--- Excerpted data Enclosed Below ---
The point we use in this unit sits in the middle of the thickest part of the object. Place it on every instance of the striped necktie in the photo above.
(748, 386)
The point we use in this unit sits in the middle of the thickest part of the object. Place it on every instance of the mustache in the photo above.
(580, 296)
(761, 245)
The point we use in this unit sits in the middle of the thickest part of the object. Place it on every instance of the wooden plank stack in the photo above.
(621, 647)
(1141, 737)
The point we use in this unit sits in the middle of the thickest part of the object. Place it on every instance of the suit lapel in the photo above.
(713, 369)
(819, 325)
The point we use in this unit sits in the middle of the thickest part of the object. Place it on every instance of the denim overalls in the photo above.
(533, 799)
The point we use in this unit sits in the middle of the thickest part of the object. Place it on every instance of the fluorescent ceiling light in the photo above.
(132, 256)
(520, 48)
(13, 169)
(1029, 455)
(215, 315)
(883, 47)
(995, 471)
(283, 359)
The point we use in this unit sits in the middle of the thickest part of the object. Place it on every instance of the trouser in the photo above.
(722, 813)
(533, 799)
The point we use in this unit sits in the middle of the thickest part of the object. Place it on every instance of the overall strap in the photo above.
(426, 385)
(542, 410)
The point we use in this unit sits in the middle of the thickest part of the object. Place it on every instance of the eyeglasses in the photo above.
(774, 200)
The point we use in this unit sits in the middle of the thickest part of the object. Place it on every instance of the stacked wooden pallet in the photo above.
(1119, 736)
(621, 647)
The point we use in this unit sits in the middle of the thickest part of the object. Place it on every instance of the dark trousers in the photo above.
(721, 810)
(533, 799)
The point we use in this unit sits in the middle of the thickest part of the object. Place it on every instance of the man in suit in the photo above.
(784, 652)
--- End of Enclosed Excerpted data ---
> _Assigned task_: Please repeat all the records above exactly as they appear.

> _Solution_:
The point we use in this unit sits in the middle of the thickest part of the object. Place it on every instance of the striped necktie in the photo above.
(748, 386)
The point we use in this unit sits in the middle of the thickest part of the object. Place it on every instance of the mustache in the photo above.
(580, 296)
(761, 245)
The point we use in this unit sits in the middle of the thickest part of the object. Place it on every instance of the wooden plank stack in the photo above.
(621, 647)
(1141, 737)
The point we use in this unit sits in the middle of the thickest part of the object. Place it on every instance of the suit lapel in the photo above.
(713, 369)
(819, 325)
The point we use in this unit sits in the middle of the thickest part of the object. Place it on every instance of the denim overalls in the photo above.
(533, 799)
The point we use in this unit sits in the middle of the thickest part of the object. Place it on every instance of the fluorescent ceiling light in the photo above.
(132, 256)
(520, 48)
(13, 169)
(1029, 455)
(215, 315)
(883, 47)
(995, 471)
(283, 359)
The point we use in this unit sits in the middle of the thickest part of the object. Place it on every instance of the trouser in the photo above.
(722, 813)
(533, 799)
The point we use in this unit sits in the middle of the thickest part of the object. Place it on every instance of the overall strap in the photo above.
(426, 385)
(542, 410)
The point we use in this unit sits in the middle of the thickest part of the object. Place it on every instance of the eyeglasses in the photo above.
(774, 200)
The point we use in this unit sits in the middle of the thickest part of the object. Place it on every instance of the stacked wooden pallet in the photo above.
(1119, 736)
(621, 647)
The point we use in this unit sits in the middle of the thickest part of the object. Place it on every instance of the dark trousers in the photo above.
(721, 810)
(533, 799)
The point we use in this unit sits in the middle of the thickest part of the object. Place it on every instance of the man in suit in the photo above.
(784, 652)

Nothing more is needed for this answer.